2) " La délégation donnée par la loi française à certains opérateurs, les éditeurs, ne porte-t-elle pas atteinte à l'article 86, et subsidiairement à l'article 85, ou à tout le moins à leur effet utile, dès lors que le prix de vente est fixé au sein d'une seule profession en fonction de règles économiques qui ne résultent pas de la concurrence ou du marché ? "

7- Pour un plus ample exposé des faits du litige au principal, des dispositions du droit national en cause ainsi que des observations présentées à la Cour, il est renvoyé au rapport d'audience. Ces éléments du dossier ne sont repris ci-dessous que dans la mesure nécessaire au raisonnement de la Cour.

Sur l'interprétation des articles 3, sous f), 5, 85 et 86 du traité

8- Par ses questions préjudicielles, le Tribunal de grande instance d'Alençon vise en substance à savoir si l'introduction ou le maintien en vigueur, par un Etat membre, d'une réglementation de prix de vente au détail des livres telle que celle décrite ci-dessus n'est pas contraire aux obligations des Etats membres découlant de l'article 5, deuxième alinéa, du traité, dans la mesure où une telle réglementation nationale est susceptible d'éliminer l'effet utile des articles 85 ou 86 du traité, en facilitant la constitution de réseaux de distribution captifs ou l'abus d'une position dominante.

9- Aigle Distribution estime que, même en l'absence d'une politique commune en matière de livres, l'abandon de la responsabilité de fixer les prix obligatoires des livres au stade du commerce de détail, par une réglementation nationale, à certains opérateurs économiques constitue un manquement à l'effet utile des articles 85 et 86 du traité dans la mesure où cette réglementation ne s'oppose pas aux comportements anticoncurrentiels de ces derniers.

10- A cet égard, il convient de constater que, selon une jurisprudence constante de la Cour (voir en dernier lieu l'arrêt du 1er octobre 1987, Vereniging van Vlaamse Reisbureaus, 311/85, non encore publié), les Etats membres doivent s'abstenir de prendre ou maintenir en vigueur des mesures susceptibles d'éliminer l'effet utile des règles de concurrence applicables aux entreprises, notamment en imposant ou en favorisant la conclusion d'ententes contraires à l'article 85 du traité ou en renforçant les effets de telles ententes.

11- En ce qui concerne la constitution alléguée de réseaux de distribution captifs, il y a lieu de rappeler que la Cour, dans son arrêt du 10 janvier 1985, précité, a observé qu'une législation du type de celle applicable en France à l'époque ne visait pas à imposer la conclusion d'accords entre éditeurs et détaillants ou d'autres comportements tels que ceux prévus à l'article 85, paragraphe 1er, du traité, mais exigeait la fixation unilatérale, en vertu d'une obligation légale, des prix de vente au détail par les éditeurs ou importateurs. La Cour a donc conclu qu'en l'absence d'une politique communautaire de concurrence concernant des systèmes ou pratiques purement nationaux dans le secteur des livres, les obligations des Etats membres, découlant de l'article 5, en combinaison avec les articles 3, sous f), et 85 du traité, ne sont pas suffisamment déterminées pour leur interdire d'édicter une telle législation, à condition que cette législation respecte les autres dispositions spécifiques du traité, et notamment celles qui concernent la libre circulation des marchandises.

*Entrées listées*:
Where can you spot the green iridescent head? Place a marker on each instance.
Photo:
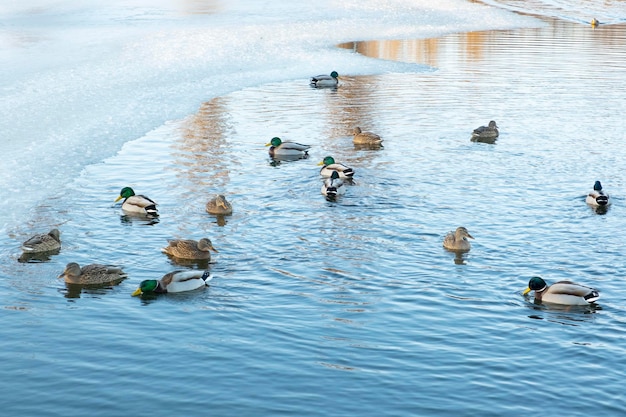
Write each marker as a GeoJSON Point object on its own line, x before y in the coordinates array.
{"type": "Point", "coordinates": [148, 285]}
{"type": "Point", "coordinates": [275, 142]}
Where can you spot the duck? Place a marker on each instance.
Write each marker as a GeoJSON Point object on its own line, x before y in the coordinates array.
{"type": "Point", "coordinates": [489, 132]}
{"type": "Point", "coordinates": [457, 240]}
{"type": "Point", "coordinates": [287, 149]}
{"type": "Point", "coordinates": [92, 274]}
{"type": "Point", "coordinates": [176, 281]}
{"type": "Point", "coordinates": [219, 205]}
{"type": "Point", "coordinates": [331, 80]}
{"type": "Point", "coordinates": [43, 242]}
{"type": "Point", "coordinates": [330, 166]}
{"type": "Point", "coordinates": [597, 197]}
{"type": "Point", "coordinates": [137, 204]}
{"type": "Point", "coordinates": [333, 186]}
{"type": "Point", "coordinates": [190, 249]}
{"type": "Point", "coordinates": [366, 138]}
{"type": "Point", "coordinates": [562, 292]}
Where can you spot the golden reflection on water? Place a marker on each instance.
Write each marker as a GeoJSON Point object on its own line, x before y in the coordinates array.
{"type": "Point", "coordinates": [200, 153]}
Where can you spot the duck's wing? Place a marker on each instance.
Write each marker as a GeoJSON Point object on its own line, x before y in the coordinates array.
{"type": "Point", "coordinates": [294, 146]}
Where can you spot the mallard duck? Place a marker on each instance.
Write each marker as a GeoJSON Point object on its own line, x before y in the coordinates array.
{"type": "Point", "coordinates": [331, 166]}
{"type": "Point", "coordinates": [366, 138]}
{"type": "Point", "coordinates": [562, 292]}
{"type": "Point", "coordinates": [287, 149]}
{"type": "Point", "coordinates": [137, 204]}
{"type": "Point", "coordinates": [92, 274]}
{"type": "Point", "coordinates": [489, 132]}
{"type": "Point", "coordinates": [43, 243]}
{"type": "Point", "coordinates": [331, 80]}
{"type": "Point", "coordinates": [177, 281]}
{"type": "Point", "coordinates": [333, 186]}
{"type": "Point", "coordinates": [597, 197]}
{"type": "Point", "coordinates": [190, 249]}
{"type": "Point", "coordinates": [219, 205]}
{"type": "Point", "coordinates": [457, 240]}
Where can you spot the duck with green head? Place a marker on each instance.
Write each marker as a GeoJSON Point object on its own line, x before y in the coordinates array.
{"type": "Point", "coordinates": [330, 165]}
{"type": "Point", "coordinates": [137, 203]}
{"type": "Point", "coordinates": [597, 196]}
{"type": "Point", "coordinates": [320, 81]}
{"type": "Point", "coordinates": [562, 292]}
{"type": "Point", "coordinates": [286, 149]}
{"type": "Point", "coordinates": [177, 281]}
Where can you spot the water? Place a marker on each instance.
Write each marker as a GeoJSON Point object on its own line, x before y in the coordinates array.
{"type": "Point", "coordinates": [320, 308]}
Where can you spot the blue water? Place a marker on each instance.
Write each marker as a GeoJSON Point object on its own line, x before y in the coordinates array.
{"type": "Point", "coordinates": [349, 307]}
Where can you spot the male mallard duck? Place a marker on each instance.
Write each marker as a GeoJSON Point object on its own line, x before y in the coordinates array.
{"type": "Point", "coordinates": [43, 243]}
{"type": "Point", "coordinates": [486, 132]}
{"type": "Point", "coordinates": [457, 240]}
{"type": "Point", "coordinates": [331, 166]}
{"type": "Point", "coordinates": [562, 292]}
{"type": "Point", "coordinates": [177, 281]}
{"type": "Point", "coordinates": [287, 149]}
{"type": "Point", "coordinates": [190, 249]}
{"type": "Point", "coordinates": [92, 274]}
{"type": "Point", "coordinates": [333, 186]}
{"type": "Point", "coordinates": [137, 204]}
{"type": "Point", "coordinates": [597, 197]}
{"type": "Point", "coordinates": [219, 205]}
{"type": "Point", "coordinates": [331, 80]}
{"type": "Point", "coordinates": [366, 138]}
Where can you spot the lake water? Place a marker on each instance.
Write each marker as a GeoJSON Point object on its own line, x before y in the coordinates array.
{"type": "Point", "coordinates": [318, 308]}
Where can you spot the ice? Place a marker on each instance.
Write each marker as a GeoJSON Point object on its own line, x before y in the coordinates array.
{"type": "Point", "coordinates": [79, 79]}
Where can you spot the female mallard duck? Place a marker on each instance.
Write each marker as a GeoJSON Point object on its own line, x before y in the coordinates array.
{"type": "Point", "coordinates": [331, 166]}
{"type": "Point", "coordinates": [333, 186]}
{"type": "Point", "coordinates": [597, 197]}
{"type": "Point", "coordinates": [562, 292]}
{"type": "Point", "coordinates": [287, 149]}
{"type": "Point", "coordinates": [486, 132]}
{"type": "Point", "coordinates": [457, 240]}
{"type": "Point", "coordinates": [219, 205]}
{"type": "Point", "coordinates": [92, 274]}
{"type": "Point", "coordinates": [137, 204]}
{"type": "Point", "coordinates": [190, 249]}
{"type": "Point", "coordinates": [366, 138]}
{"type": "Point", "coordinates": [331, 80]}
{"type": "Point", "coordinates": [177, 281]}
{"type": "Point", "coordinates": [43, 243]}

*Objectif indiqué 1*:
Répondez à ces questions sur l'extrait consacré au prix des livres :
(a) Quel tribunal a posé les questions préjudicielles ?
(b) À quelle date a été rendu l'arrêt Vereniging van Vlaamse Reisbureaus ?
(c) D'après l'arrêt du 10 janvier 1985, qui devait fixer de façon unilatérale les prix de vente au détail ?
*Objectif indiqué 2*: Prolongez l'extrait consacré au prix des livres à partir de sa dernière phrase.

*Réponse rédigée 1*:
(a) Le Tribunal de grande instance d'Alençon.
(b) Le 1er octobre 1987.
(c) Les éditeurs ou importateurs.

*Réponse rédigée 2*:
12- Cette appréciation ne saurait être affectée par la modification de la réglementation française, intervenue en 1985. Il est vrai qu'en vertu de l'article 1er, sixième alinéa, de la loi du 10 août 1981, tel que modifié par la loi du 13 mai 1985, précitée, chaque importateur est en principe libre de fixer, pour les livres édités en France qu'il importe d'un autre Etat membre, un prix de vente au public qui peut s'écarter du prix fixé par l'éditeur français. Cette liberté accordée aux importateurs ne saurait cependant être considérée comme une mesure étatique ayant pour objet ou pour effet d'imposer ou de favoriser la conclusion d'ententes contraires à l'article 85 du traité ou d'en renforcer les effets. La disposition précitée met, en effet, les importateurs sur le même pied que les éditeurs au regard de la faculté de fixer librement un prix de vente au détail et devrait, dès lors, avoir pour conséquence d'intensifier la concurrence dans le secteur des livres.

13- Quant aux allégations avancées par Aigle Distribution en ce qui concerne l'irrégularité du comportement des éditeurs français au regard de l'article 85 du traité, il convient de remarquer qu'il s'agit d'une question de fait dont l'appréciation relève, dans le cadre de la procédure préjudicielle, de la juridiction de renvoi.

14- En ce qui concerne le respect de l'article 86 du traité par une réglementation nationale telle que celle visée par la juridiction nationale, il suffit de constater que le fait qu'une catégorie d'opérateurs économiques soit tenue de fixer les prix de vente au détail des marchandises produites ou importées par eux ne leur confère pas en soi une position dominante, dès lors que cette réglementation ne porte aucunement atteinte à la liberté de chacun de ces opérateurs économiques d'arrêter, de manière indépendante, le niveau de ces prix. Il convient d'ajouter que l'ordonnance de renvoi ne laisse apparaître aucun fait tenant à l'abus éventuel d'une telle position et résultant d'un lien de causalité entre le comportement des opérateurs économiques et la réglementation en cause.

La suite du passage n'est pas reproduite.